■ **Brano fornito**
________________________________________
NAPOLI – Nelle 232 pagine, divise in 15 capitoli, Napoli c’è tutta. Ma d’una metropoli in chiaroscuro (con più scuro che chiaro) vengono evidenziati solo i lati di luce, mentre i nodi irrisolti, nel faldone del “bilancio di mandato” di Rosetta Iervolino non ci sono. Spariti, come i tanti problemi che da lunedì il prossimo sindaco di Napoli dovrà caricarsi su groppone, si chiami esso Luigi de Magistris o Gianni Lettieri.
Per quantificare l’eredità che dieci anni di amministrazione Iervolino lasciano al futuro primo cittadino si potrebbe partire dalle statistiche: la giunta uscente è sgradita all’85 per cento dei partenopei. Non a caso tutti i candidati a sindaco hanno ricevuto dai loro esperti di sondaggi, campain manager o spin doctor l’analogo suggerimento: attaccare l’attuale assetto comunale. Tuttavia, anziché i numeri che poco restituiscono dell’atmosfera d’una città, ci sono due istantanee importanti di queste ore. Una è visibile a tutti, l’altra solo ai pochi che hanno accesso al Palazzo San Giacomo, cuore dell’attività amministrativa.
Il fotogramma pubblico è quello di un bar dilaniato da una esplosione giovedì notte, in vico Vasto, all’angolo di via dei Mille, zona Chiaia, il «salotto buono» della città. Racket o vendetta d’altro tipo lo stabiliranno gli inquirenti. Di incredibile c’è la reazione indifferente del quartiere borghese (al massimo qualcuno si fermava per immortalare la cosa e condividere la foto su Facebook). Un comportamento che rende bene lo stato d’animo del napoletano ormai quasi impossibile da scuotere, preoccupare, indignare. Imperturbabile, nella sua drammaticità.
________________________________________
■ **Estratto dei dati**
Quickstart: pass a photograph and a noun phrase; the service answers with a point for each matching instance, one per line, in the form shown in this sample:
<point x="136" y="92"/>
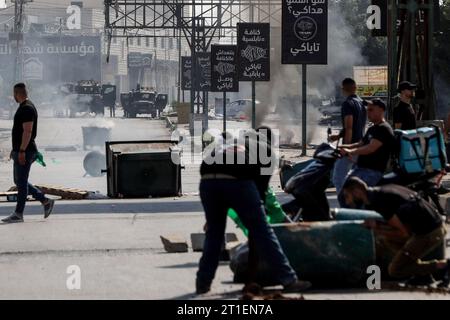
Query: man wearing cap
<point x="374" y="151"/>
<point x="404" y="114"/>
<point x="354" y="118"/>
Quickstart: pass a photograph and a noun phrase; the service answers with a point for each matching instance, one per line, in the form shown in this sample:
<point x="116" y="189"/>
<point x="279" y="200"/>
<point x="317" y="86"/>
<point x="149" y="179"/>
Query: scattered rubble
<point x="174" y="244"/>
<point x="253" y="291"/>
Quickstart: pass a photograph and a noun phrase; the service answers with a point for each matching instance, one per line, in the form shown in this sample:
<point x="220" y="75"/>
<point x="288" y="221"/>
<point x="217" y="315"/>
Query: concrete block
<point x="174" y="244"/>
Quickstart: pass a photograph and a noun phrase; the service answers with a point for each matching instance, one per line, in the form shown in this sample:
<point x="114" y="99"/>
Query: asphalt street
<point x="113" y="243"/>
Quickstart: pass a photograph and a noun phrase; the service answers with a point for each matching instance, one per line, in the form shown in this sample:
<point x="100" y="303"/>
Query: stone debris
<point x="174" y="244"/>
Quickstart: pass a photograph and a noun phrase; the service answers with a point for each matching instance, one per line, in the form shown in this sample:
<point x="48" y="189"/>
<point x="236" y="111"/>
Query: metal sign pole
<point x="254" y="104"/>
<point x="304" y="97"/>
<point x="224" y="111"/>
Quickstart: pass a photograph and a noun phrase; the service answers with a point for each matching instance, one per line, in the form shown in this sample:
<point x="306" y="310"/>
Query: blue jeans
<point x="217" y="197"/>
<point x="369" y="176"/>
<point x="341" y="169"/>
<point x="24" y="188"/>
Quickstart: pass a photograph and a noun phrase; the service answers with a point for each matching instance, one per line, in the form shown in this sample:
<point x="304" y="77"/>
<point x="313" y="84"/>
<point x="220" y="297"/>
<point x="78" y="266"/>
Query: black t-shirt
<point x="404" y="114"/>
<point x="415" y="213"/>
<point x="25" y="113"/>
<point x="380" y="158"/>
<point x="250" y="169"/>
<point x="353" y="107"/>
________________________________________
■ **Compito da svolgere**
Prosegui il brano sull'eredità dell'amministrazione Iervolino a Napoli, riprendendo subito dopo l'ultima frase riportata.

■ **Risposta attesa**
L’altra situazione è quella al secondo piano del Municipio cittadino, dove ieri – triste, solitaria y final – Rosetta Iervolino ha riunito per l’ultima volta in dieci anni la sua giunta. Alla chetichella gli assessori stanno facendo fagotto per lasciare al più presto la sede muncipale: «Almeno così non corriamo il rischio, assolutamente presente, della “cacciata” dagli uffici all’indomani del ballottaggio» confessa a denti stretti uno degli assessori, fra i più autorevoli, della giunta attuale. A quanto si apprende gli assessori che hanno governato il capoluogo campano andranno via lunedì dopo pranzo, addirittura prima degli exit poll del ballottaggio. Niente passaggio di consegne. Almeno per ora.
Torniamo al “Resoconto di fine Mandato 2006 – 2011”. «Fa riferimento, anche se in maniera non esaustiva, a tutte le aree di intervento del Comune» avverte l’Ente. Ma l’idea che il redattore del volume in alcuni capitoli abbia sofferto forti amnesie diventa realtà sfogliando il tomo. La cartina di tornasole è, manco a dirlo, la questione rifiuti: «Il sistema impiantistico non ha capacità produttiva sufficiente per trattare tutti i rifiuti prodotti dalla provincia di Napoli, ed è questo il motivo delle frequenti crisi che coinvolgono anche Napoli». Così viene sintetizzata una crisi ciclica che ha portato la terza città d’Italia sui giornali e nelle tv di tutto il globo, macchiandone chissà per quanto l’immagine. Quattro pagine per descrivere la tragedia monnezza contro le dieci alla voce “Pace e cooperazione internazionale” che discettano su Napoli capitale dell’integrazione.
Se resoconto dev’essere (e dunque, come da dizionario una «relazione particolareggiata») occorrerebbe però spiegare nelle 232 pagine come mai delle società partecipate del Comune di Napoli sono rese note soltanto la mission e il numero di addetti, e non le criticità. Forse qualcosa di più attinente alla realtà si trova nell’ultima relazione dei revisori dei conti per 5 spa in cui il Comune detiene più del 66% del capitale sociale: Asìa (che fa registrare la perdita di esercizio più rilevante oltre i 18 milioni), Centro agroalimentare, BagnoliFutura, Mostra d’Oltremare Terme di Agnano registrano un passivo pesante come un macigno.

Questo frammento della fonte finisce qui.